• _Seçilen Metin_
────────

Antik Astronotlar İddiası: Zaten Ziyaret Edildik mi?

1966 yılında ünlü bilim insanı Carl Sagan ve Sovyet meslektaşı Iosif Shklovsky, “Evrende Zeki Yaşam” adlı bir kitap yayımladı. Eser, zekâ sahibi uzaylı yaşamına dair en çok yankı uyandırmış kitaplardan biriydi. Kitapta iki bilim insanı, uzaylılarla doğrudan temasa geçilmesi durumunda yaşanacakları tartışırken, uzaylıların Dünya’yı daha önce de ziyaret etmiş olma ihtimalini ciddi anlamda değerlendirmemiz gerektiğini belirtiyordu. Ayrıca geçmişteki bir temasın, farklı kültürlerde folklöre ve efsanevî geleneklere dönüşüp hâlâ muhafaza ediliyor olabileceğinden dem vuruyorlardı. Sagan ve Shklovsky, bu duruma örnek olarak Pasifik Kuzeybatısı’ndaki yerli bir halk olan Tlingit kabilesi ile La Perouse önderliğindeki Fransız keşif ekibinin 1786 yılındaki karşılaşmasını gösteriyordu. Bu olay, yaklaşık bir asır sonra bölgeyi sık sık ziyaret eden antropolog G.T. Emmons tarafından kayda alınmıştı.

────────

• _Sıralanan Satırlar_
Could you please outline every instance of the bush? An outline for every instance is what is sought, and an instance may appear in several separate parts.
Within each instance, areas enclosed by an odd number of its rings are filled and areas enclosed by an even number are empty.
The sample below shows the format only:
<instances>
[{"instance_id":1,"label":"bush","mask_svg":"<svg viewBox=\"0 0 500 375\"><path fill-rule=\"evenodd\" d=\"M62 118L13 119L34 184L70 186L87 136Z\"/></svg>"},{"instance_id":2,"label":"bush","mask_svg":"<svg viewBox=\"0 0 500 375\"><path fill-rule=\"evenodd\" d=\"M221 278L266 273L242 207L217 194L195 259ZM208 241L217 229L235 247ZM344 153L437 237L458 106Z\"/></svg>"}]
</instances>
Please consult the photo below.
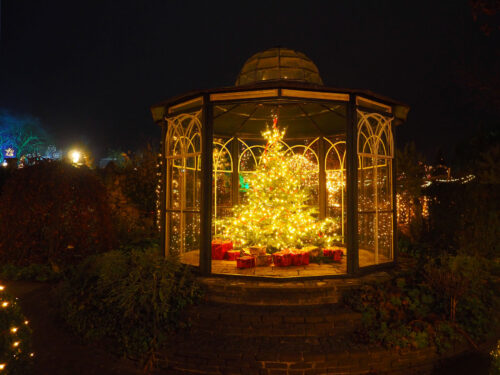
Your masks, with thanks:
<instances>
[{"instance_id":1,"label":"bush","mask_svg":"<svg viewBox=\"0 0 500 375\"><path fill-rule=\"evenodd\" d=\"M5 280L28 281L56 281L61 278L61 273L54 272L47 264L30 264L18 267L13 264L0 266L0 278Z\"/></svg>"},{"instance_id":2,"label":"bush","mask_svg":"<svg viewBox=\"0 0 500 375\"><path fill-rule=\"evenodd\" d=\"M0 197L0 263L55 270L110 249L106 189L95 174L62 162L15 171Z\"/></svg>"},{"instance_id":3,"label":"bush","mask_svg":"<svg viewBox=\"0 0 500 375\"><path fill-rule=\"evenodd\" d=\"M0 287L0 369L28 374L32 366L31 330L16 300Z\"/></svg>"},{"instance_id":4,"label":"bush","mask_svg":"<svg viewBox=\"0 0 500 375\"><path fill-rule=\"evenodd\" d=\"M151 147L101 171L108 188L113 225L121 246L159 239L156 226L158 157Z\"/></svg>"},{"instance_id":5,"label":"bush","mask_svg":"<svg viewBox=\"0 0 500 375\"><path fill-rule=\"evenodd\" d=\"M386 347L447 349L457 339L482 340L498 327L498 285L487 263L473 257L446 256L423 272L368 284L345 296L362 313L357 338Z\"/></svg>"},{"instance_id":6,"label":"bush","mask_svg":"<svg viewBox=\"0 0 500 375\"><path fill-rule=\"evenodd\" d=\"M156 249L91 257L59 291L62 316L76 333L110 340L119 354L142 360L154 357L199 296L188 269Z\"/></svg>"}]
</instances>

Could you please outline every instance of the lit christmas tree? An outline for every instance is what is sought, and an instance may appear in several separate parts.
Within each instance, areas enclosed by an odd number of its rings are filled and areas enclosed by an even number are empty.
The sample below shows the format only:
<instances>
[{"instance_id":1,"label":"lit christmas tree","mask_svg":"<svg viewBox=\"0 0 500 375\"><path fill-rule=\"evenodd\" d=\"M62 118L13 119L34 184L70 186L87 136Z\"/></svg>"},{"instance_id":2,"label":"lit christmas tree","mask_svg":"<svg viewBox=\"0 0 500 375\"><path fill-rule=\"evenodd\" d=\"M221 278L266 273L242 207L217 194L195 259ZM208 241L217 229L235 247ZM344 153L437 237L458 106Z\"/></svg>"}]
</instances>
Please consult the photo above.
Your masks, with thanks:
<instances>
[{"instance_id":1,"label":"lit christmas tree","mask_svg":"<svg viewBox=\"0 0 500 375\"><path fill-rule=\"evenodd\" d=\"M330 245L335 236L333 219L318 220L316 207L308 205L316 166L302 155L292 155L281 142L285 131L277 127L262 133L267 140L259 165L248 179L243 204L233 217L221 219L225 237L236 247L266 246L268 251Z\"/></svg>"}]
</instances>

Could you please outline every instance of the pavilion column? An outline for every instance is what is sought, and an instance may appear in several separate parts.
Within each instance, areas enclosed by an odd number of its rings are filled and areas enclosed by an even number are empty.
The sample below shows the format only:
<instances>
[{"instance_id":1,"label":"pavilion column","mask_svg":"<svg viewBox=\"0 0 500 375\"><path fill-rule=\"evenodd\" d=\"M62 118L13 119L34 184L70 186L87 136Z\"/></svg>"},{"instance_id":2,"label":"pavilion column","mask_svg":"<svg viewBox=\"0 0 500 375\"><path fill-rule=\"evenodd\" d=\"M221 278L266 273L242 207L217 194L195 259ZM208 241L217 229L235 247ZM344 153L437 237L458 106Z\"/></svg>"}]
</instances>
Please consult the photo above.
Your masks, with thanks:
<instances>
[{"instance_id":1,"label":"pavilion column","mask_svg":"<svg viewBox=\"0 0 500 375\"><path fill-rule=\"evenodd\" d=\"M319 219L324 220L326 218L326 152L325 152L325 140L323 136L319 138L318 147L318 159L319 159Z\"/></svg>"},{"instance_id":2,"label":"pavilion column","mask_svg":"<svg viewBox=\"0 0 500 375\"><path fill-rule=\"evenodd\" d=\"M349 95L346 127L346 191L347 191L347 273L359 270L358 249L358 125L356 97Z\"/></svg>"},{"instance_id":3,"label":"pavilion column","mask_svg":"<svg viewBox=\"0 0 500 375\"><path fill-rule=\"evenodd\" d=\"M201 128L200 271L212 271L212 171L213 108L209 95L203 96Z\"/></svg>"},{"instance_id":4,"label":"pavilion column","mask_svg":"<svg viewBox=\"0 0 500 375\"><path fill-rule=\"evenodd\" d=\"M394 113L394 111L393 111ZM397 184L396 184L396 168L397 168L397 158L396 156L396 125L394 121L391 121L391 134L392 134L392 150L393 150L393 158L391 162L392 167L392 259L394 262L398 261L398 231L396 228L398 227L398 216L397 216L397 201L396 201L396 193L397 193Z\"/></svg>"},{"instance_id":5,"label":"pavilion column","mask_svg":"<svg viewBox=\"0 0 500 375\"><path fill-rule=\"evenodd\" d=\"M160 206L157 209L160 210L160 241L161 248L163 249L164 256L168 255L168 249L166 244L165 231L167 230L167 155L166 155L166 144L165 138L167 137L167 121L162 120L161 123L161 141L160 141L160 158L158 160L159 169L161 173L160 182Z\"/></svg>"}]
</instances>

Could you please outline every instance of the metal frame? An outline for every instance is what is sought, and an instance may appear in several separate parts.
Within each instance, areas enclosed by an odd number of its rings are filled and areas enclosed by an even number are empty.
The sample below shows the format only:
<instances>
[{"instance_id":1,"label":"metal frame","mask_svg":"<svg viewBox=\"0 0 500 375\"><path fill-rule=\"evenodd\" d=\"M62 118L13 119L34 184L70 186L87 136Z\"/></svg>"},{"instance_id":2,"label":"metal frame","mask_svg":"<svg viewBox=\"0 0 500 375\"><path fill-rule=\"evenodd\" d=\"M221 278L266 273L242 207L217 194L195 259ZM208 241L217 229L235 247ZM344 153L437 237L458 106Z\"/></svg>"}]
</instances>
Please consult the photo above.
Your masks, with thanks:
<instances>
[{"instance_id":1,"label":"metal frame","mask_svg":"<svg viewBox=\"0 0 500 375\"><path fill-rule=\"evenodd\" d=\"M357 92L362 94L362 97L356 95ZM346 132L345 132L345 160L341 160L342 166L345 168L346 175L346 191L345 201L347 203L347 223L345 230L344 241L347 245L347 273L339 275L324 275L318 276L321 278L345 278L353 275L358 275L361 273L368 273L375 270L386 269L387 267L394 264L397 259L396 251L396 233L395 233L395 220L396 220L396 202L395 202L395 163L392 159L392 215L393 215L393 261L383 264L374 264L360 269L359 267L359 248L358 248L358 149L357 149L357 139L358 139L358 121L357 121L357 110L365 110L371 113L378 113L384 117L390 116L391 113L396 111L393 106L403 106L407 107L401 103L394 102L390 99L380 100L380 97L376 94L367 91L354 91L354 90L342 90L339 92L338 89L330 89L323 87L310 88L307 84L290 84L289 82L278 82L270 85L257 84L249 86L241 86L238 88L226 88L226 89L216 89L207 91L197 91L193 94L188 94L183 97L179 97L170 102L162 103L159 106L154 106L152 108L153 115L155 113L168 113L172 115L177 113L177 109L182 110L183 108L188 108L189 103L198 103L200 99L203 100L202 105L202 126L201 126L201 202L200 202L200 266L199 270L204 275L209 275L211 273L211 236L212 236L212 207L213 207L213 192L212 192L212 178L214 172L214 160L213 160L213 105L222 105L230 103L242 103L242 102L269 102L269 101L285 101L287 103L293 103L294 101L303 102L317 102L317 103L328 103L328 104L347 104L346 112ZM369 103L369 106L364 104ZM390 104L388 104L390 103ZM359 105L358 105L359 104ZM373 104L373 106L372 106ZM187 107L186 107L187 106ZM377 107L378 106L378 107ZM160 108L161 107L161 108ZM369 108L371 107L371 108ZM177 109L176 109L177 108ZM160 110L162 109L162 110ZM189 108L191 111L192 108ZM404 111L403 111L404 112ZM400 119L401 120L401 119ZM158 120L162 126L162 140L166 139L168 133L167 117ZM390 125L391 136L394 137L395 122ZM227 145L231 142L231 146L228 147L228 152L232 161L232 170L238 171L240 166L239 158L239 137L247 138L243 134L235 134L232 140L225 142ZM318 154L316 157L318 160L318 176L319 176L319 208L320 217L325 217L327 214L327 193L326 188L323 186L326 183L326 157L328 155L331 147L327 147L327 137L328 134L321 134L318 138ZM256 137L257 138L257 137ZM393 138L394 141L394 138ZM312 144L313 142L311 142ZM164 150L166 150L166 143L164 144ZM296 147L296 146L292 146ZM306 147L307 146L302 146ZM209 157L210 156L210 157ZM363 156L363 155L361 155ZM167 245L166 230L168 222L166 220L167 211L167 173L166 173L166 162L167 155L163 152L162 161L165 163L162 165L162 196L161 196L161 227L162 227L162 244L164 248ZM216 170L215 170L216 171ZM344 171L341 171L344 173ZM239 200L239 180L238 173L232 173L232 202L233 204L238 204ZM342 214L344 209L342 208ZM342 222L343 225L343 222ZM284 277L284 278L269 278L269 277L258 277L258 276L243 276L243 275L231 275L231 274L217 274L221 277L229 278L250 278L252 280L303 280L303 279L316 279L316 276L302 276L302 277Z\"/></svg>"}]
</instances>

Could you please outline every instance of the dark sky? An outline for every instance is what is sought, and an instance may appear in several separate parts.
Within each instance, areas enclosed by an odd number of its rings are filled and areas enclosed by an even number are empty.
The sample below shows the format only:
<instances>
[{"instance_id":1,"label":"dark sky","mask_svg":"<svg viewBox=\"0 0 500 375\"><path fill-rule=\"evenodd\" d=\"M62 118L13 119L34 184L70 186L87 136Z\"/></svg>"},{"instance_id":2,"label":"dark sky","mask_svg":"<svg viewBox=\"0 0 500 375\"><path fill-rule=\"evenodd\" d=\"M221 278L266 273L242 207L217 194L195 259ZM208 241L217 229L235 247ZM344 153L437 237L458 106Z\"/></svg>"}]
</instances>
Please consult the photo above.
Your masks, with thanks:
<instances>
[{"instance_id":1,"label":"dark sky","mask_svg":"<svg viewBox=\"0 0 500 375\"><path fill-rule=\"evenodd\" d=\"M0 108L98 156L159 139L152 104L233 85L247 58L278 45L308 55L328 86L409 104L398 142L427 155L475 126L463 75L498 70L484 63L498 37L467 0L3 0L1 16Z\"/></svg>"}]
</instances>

────────

• _Görev 1_
Seçilen metne göre Tlingit kabilesiyle Fransız keşif ekibinin karşılaşmasını kim kayda almış?
• _Görev 2_
Seçilen metinde adı geçen bütün kişileri yaz.

• _Alıştırma Cevabı 1_
Antropolog G.T. Emmons.

• _Alıştırma Cevabı 2_
Carl Sagan, Iosif Shklovsky, La Perouse, G.T. Emmons